Extracted information below:

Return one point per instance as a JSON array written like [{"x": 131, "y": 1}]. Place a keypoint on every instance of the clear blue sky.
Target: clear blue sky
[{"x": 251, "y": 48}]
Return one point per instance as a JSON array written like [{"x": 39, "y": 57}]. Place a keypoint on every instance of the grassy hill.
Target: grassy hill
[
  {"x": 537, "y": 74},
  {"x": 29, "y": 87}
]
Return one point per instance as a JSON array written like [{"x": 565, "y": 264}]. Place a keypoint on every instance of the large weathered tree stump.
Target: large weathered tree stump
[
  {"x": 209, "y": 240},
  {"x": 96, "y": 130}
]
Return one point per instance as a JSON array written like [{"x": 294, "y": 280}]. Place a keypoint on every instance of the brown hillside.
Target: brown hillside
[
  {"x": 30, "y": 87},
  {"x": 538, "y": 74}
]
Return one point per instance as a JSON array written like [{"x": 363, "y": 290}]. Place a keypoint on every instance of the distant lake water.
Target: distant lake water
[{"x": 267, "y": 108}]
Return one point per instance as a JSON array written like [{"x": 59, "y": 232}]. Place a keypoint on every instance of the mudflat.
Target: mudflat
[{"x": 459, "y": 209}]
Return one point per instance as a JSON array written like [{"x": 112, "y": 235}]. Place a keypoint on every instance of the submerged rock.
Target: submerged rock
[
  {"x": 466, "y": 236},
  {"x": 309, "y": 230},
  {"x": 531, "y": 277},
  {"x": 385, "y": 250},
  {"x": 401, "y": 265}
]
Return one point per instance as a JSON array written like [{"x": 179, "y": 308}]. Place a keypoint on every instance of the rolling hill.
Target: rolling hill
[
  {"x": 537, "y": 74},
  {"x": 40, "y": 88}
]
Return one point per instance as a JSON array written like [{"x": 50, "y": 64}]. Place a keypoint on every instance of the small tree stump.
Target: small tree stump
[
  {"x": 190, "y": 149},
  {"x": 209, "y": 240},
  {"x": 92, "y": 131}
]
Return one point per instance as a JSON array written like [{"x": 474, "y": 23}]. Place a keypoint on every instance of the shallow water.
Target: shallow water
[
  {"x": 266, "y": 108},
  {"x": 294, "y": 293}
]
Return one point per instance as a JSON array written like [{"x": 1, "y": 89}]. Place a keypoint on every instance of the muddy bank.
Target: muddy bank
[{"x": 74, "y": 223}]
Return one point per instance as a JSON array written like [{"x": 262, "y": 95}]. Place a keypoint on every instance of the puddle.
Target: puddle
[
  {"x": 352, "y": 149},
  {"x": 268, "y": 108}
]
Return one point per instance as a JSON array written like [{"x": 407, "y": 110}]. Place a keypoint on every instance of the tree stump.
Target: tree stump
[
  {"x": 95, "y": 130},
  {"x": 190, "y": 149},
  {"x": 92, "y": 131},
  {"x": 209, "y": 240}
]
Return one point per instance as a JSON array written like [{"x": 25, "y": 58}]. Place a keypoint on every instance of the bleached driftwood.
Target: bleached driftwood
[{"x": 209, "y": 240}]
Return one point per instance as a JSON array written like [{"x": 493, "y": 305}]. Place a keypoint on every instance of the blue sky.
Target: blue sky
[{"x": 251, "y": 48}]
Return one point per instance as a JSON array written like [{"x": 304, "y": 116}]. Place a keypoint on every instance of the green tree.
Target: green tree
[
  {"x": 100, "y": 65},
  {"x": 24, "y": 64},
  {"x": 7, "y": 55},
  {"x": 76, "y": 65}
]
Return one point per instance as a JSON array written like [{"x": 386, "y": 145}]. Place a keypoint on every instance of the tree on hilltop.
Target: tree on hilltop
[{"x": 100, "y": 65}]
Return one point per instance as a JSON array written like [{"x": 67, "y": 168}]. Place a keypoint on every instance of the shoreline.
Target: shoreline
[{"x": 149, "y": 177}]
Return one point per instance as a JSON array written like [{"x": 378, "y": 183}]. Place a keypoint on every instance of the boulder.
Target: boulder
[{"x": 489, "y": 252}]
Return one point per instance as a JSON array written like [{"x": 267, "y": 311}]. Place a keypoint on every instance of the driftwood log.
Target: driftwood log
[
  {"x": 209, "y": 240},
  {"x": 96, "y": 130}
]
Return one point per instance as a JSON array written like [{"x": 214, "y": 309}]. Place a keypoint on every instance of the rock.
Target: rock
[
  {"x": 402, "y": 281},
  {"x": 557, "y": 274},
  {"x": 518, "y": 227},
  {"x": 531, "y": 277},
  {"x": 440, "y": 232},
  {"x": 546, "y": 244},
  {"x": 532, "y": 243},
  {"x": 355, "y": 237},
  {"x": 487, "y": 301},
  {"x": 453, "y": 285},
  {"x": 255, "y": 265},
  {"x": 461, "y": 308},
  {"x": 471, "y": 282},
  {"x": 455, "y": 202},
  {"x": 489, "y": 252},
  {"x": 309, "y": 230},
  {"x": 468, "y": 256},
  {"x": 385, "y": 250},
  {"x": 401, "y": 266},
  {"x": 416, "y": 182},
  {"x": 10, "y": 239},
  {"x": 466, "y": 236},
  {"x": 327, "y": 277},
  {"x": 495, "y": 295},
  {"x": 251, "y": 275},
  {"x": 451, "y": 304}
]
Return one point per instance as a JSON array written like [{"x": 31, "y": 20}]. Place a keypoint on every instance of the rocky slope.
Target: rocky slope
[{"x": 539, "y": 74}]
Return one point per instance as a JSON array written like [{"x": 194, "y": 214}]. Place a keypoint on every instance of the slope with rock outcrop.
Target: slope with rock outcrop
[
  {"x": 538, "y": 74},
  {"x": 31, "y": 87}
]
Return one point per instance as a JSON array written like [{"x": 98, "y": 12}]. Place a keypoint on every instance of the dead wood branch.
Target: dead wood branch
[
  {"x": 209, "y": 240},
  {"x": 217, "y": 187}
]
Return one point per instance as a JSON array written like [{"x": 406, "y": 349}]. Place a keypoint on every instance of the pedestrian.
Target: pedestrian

End of Extracted information.

> **Required work**:
What belongs in the answer is each line of the listing that contains the word "pedestrian".

> **Solution to this task**:
Return one point per instance as a JSON array written like [{"x": 406, "y": 349}]. Place a keypoint on every instance of the pedestrian.
Target: pedestrian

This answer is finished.